* _Required task_: Can you write out, word for word, everything in the data below from the line containing "Where can the blue" down to the line containing "column 467, row 571", with both of those lines included?

--- START OF Supplied material ---

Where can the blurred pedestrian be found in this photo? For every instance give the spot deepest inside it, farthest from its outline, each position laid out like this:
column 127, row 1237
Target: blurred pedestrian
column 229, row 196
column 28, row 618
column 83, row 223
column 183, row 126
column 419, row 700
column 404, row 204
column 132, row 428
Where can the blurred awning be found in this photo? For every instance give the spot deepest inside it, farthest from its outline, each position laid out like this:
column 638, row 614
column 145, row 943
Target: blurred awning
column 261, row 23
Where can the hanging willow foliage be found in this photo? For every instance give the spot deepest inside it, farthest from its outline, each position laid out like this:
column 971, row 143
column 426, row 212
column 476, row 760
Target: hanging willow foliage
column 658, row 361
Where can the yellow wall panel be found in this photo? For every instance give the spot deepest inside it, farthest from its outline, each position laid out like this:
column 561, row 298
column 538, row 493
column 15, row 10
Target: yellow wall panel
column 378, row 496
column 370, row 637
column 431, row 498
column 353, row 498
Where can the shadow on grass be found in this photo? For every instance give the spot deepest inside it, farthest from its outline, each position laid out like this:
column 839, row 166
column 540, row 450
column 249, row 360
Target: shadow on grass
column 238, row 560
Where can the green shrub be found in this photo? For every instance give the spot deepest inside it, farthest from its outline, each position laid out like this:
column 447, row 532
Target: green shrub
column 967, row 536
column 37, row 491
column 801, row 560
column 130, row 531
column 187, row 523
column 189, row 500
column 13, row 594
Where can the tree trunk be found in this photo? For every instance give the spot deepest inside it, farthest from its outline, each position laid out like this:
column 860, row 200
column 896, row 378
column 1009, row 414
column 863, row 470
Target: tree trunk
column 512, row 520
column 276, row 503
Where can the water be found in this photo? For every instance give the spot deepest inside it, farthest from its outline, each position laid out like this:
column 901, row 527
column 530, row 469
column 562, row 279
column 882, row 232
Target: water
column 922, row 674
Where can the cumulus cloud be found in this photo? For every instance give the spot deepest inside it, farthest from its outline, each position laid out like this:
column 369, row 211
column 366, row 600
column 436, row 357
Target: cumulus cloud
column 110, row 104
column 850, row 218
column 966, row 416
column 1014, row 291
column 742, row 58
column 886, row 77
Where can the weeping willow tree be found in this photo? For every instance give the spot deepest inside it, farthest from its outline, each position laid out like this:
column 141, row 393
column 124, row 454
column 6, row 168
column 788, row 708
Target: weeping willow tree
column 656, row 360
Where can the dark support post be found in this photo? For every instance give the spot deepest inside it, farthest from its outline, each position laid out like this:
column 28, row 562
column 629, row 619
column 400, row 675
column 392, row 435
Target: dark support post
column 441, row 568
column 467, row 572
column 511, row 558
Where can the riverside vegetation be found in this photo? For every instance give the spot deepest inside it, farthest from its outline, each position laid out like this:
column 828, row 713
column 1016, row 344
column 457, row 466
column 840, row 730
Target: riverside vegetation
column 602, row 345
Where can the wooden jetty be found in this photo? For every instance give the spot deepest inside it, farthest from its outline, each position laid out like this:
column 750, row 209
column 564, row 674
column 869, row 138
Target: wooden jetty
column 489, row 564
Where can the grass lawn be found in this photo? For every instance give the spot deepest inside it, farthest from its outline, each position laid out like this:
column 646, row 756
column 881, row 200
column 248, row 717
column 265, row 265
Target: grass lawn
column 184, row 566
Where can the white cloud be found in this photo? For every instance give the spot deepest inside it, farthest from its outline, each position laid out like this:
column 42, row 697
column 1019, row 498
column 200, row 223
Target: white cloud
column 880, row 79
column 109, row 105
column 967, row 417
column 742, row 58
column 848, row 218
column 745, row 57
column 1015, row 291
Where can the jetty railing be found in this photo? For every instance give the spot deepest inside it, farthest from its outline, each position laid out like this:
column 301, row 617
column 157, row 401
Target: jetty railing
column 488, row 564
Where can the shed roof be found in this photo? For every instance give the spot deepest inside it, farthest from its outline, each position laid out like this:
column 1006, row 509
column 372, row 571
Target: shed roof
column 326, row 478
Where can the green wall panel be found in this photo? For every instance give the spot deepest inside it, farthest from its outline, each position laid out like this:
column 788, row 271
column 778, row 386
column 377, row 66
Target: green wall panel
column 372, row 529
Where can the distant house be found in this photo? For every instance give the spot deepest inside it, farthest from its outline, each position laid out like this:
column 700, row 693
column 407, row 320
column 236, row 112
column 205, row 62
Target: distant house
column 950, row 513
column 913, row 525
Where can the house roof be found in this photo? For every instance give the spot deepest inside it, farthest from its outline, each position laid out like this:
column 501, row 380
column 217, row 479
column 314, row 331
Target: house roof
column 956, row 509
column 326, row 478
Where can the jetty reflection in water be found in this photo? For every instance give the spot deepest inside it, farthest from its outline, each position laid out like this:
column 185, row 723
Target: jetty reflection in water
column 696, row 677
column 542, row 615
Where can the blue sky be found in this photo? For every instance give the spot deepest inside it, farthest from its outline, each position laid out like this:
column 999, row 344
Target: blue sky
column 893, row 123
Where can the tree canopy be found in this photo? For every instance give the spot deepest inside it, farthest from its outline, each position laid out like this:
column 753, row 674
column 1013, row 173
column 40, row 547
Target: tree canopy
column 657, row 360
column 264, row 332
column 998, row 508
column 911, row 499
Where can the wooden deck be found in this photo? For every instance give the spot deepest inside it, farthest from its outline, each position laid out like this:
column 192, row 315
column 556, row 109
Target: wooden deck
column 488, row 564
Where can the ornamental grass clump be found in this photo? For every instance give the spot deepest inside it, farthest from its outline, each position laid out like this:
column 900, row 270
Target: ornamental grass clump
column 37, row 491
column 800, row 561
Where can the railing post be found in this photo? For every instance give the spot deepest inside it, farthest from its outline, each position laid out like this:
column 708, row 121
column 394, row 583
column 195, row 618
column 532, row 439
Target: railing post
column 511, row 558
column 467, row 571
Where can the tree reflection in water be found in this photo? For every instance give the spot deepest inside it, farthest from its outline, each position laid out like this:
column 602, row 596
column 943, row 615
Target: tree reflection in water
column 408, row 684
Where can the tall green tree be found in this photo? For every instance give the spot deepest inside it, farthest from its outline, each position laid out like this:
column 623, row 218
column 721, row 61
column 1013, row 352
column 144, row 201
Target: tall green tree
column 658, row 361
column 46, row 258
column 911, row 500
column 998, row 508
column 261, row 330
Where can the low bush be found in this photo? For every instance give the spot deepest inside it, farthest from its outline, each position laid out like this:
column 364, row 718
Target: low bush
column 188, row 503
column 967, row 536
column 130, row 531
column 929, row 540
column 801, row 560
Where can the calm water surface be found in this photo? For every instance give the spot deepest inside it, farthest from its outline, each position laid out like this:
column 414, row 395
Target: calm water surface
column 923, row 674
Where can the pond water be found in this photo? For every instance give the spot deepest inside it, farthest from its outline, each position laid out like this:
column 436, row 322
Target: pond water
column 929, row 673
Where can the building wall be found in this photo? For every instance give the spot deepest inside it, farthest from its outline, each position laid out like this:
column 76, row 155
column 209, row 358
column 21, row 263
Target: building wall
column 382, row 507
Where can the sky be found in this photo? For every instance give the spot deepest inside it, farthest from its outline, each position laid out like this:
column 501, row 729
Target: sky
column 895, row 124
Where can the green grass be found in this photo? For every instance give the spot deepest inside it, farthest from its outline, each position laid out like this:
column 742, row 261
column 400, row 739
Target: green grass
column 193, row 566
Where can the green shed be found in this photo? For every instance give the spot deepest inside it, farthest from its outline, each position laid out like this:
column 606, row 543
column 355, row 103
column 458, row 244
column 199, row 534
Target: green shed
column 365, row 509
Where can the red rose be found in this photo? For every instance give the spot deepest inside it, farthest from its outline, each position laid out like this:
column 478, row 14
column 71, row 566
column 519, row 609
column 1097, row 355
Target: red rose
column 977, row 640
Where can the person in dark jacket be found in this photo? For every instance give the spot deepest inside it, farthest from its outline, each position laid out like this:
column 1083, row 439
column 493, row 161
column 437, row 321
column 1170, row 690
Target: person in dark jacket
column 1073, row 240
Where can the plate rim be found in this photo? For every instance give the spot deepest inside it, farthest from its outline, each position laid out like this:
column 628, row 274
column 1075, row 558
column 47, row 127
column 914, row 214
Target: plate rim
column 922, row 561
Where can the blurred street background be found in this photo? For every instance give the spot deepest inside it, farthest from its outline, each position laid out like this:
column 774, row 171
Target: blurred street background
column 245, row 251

--- END OF Supplied material ---

* _Result_:
Where can the blue sky be found in this photo? For every instance give the spot deepest inside it, farthest from its outline, each position laid out like this:
column 999, row 344
Target: blue sky
column 893, row 123
Where can the tree canopy be found in this photo? For every instance give the spot deepest inside it, farthest from its outline, each position laid out like this:
column 753, row 674
column 1013, row 173
column 40, row 547
Target: tree canopy
column 657, row 360
column 264, row 332
column 998, row 508
column 911, row 499
Where can the wooden deck be found in this photo? For every instance give the spot deepest inside it, farthest from its outline, each position laid out like this:
column 192, row 315
column 556, row 109
Target: wooden deck
column 488, row 564
Where can the ornamental grass clump be found in this photo? For every instance give the spot deepest inside it, farthest from its outline, each position laid out like this:
column 900, row 270
Target: ornamental grass clump
column 37, row 491
column 800, row 561
Where can the railing post be found in this photo? For every instance give the spot deepest inside it, farthest from its outline, each position laid out like this:
column 708, row 121
column 394, row 583
column 195, row 618
column 532, row 439
Target: railing post
column 511, row 558
column 467, row 571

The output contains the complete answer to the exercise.